Recorded data:

■ ■ ■ ■ ■ ■ ■

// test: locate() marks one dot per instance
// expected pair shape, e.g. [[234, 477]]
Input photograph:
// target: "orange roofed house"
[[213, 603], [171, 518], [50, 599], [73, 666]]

■ ■ ■ ■ ■ ■ ■

- [PROBLEM TO WORK ON]: Take the records and restate them word for word.

- [OUTPUT BELOW]:
// test: locate() marks one dot per instance
// expected pair shape, e.g. [[234, 477]]
Input photograph:
// target: "orange roofed house"
[[213, 603], [171, 518], [50, 599], [73, 666]]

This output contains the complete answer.